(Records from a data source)
— START —

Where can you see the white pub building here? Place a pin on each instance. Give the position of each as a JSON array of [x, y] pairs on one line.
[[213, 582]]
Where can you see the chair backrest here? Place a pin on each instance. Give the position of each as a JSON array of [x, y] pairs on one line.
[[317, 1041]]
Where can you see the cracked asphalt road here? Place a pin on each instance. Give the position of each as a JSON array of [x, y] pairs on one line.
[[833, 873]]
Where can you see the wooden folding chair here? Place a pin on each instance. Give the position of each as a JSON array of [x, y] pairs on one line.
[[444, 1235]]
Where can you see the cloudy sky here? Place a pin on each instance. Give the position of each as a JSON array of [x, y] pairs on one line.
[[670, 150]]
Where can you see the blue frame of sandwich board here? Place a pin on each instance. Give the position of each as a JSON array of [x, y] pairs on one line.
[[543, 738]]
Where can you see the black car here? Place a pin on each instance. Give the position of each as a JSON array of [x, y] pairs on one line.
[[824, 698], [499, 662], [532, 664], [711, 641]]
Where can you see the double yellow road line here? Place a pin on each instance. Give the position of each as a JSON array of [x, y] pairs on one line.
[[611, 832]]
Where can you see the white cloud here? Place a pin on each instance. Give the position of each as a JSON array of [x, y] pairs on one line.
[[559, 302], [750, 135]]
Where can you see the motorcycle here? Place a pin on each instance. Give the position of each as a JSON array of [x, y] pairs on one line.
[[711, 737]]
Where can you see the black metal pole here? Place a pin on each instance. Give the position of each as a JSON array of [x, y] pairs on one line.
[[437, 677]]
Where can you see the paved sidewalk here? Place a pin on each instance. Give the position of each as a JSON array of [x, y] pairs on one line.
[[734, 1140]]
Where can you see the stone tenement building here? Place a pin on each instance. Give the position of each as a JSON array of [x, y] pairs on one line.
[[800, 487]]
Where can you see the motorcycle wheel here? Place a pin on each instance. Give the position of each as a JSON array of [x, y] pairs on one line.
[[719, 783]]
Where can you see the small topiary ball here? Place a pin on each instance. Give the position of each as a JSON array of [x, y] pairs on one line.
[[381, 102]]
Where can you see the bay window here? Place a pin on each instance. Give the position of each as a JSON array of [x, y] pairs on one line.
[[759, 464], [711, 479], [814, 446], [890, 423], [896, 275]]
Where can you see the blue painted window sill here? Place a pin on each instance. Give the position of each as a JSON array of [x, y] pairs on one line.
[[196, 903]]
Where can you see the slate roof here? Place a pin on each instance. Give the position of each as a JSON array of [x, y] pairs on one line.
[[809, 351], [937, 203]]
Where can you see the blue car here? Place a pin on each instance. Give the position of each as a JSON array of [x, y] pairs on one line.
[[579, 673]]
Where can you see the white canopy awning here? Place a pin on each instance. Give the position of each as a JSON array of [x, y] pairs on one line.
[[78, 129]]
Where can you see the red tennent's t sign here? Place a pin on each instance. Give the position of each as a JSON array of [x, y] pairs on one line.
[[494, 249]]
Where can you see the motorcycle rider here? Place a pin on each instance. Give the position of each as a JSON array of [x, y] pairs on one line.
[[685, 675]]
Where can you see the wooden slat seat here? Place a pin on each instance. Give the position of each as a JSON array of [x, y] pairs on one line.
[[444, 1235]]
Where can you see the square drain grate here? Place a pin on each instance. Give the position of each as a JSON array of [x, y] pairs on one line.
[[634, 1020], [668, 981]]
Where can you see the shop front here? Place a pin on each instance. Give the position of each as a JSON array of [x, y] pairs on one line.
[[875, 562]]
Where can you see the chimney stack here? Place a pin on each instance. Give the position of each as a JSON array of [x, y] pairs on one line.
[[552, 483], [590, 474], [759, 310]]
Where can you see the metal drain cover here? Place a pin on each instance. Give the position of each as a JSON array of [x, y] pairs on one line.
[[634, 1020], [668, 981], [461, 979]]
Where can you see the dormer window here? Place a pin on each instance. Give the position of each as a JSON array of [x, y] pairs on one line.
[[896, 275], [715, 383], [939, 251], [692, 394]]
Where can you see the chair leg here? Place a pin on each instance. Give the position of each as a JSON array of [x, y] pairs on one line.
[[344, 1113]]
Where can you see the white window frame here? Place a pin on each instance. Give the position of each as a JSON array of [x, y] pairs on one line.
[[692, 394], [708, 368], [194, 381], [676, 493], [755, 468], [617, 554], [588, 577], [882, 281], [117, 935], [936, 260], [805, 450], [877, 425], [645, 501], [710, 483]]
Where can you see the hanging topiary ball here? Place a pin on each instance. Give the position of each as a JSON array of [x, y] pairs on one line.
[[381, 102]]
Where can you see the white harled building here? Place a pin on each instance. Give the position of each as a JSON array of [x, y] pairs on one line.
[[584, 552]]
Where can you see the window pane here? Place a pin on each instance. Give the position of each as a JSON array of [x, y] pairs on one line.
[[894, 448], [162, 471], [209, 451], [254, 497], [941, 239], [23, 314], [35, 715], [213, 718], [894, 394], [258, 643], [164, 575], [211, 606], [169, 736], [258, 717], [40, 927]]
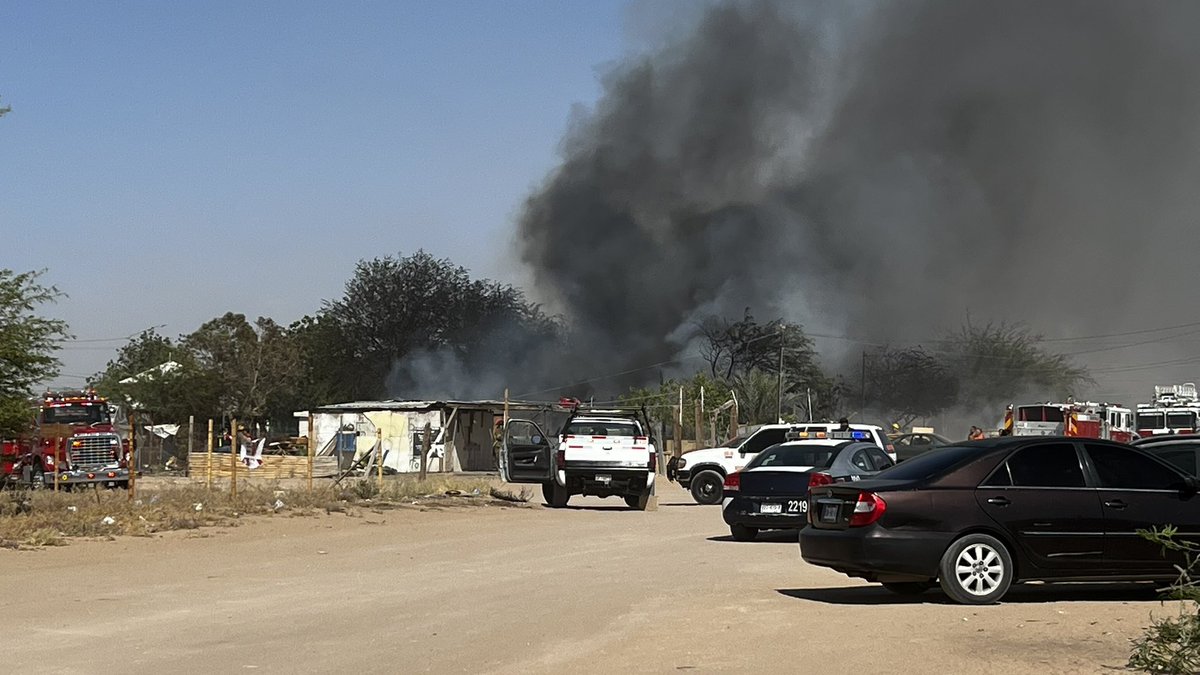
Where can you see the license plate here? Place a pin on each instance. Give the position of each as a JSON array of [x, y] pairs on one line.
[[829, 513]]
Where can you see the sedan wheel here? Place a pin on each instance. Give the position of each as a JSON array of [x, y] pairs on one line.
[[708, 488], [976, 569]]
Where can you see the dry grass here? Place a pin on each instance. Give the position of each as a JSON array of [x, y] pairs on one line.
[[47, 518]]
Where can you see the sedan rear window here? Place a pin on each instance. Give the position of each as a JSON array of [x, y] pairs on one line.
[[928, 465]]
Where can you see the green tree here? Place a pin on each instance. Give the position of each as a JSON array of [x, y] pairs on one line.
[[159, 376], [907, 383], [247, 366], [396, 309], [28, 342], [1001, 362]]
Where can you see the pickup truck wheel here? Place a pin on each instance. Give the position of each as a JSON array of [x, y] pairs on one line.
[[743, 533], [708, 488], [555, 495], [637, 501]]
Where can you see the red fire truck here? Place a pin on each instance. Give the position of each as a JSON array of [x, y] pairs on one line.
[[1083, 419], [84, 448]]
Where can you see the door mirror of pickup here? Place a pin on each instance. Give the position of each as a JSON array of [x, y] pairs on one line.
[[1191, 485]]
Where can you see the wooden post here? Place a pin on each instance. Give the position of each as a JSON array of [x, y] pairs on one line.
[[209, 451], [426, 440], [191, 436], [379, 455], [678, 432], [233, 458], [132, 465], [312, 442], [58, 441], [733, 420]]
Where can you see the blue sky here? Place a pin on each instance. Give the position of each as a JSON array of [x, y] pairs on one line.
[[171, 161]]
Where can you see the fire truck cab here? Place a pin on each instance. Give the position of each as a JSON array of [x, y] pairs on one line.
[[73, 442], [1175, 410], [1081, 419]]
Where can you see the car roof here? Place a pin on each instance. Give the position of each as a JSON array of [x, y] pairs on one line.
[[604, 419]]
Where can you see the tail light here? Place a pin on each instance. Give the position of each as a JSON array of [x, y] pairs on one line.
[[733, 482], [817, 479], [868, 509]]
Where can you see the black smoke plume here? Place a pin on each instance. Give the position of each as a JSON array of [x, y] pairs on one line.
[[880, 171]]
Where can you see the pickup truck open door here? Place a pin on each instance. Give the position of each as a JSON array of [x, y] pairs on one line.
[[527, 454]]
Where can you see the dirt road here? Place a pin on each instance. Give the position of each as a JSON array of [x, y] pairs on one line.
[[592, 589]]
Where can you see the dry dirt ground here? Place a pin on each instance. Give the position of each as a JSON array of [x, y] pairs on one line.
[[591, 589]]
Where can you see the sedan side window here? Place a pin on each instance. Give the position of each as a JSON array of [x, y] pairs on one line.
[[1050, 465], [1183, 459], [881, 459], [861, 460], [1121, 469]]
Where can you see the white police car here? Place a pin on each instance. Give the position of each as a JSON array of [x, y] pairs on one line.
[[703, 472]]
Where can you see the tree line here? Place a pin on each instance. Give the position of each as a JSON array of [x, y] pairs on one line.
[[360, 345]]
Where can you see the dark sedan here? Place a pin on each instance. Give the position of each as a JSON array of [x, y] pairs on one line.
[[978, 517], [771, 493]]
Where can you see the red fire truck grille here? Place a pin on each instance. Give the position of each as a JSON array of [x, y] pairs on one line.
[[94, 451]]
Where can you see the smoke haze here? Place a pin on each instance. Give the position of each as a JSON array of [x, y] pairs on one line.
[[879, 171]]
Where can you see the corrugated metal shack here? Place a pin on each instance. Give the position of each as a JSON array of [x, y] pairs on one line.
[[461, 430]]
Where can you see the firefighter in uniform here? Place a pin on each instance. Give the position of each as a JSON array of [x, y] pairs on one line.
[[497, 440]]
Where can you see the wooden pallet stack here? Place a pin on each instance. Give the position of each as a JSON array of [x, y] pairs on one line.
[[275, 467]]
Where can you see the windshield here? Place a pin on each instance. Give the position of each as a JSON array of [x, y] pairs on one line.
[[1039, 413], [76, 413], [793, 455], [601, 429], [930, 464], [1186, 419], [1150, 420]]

— END —

- Your goal -
Set down, exactly and in full, the lines from the one containing "Where can you see the smoke" through the end of the entries; no other line belongs.

- Result -
Where can you see the smoke haze here? Place a pin on each instance. Give the position of each as a JSON array of [x, y] pairs on one line.
[[879, 171]]
Where can you see the corrugated metal shack here? Place a pin on each instance. Give the position of each as a JSON array of [x, y] pairs on one line.
[[461, 430]]
Where can you see the firefighter in uniform here? Place a pin on each instance. Give the position of each as a JSON array of [x, y] pairs on one line.
[[497, 440]]
Where can you see the wooden pallet stack here? Place a pin on each instance. Give the position of each as a JSON array of [x, y] pairs on one line.
[[275, 467]]
Where can you see the windshield here? Place a pin on each instance. Give the position of each as a JSON array of [x, y] pairs on one line.
[[1039, 413], [76, 413], [793, 455], [601, 429], [930, 464], [1186, 419], [1150, 420]]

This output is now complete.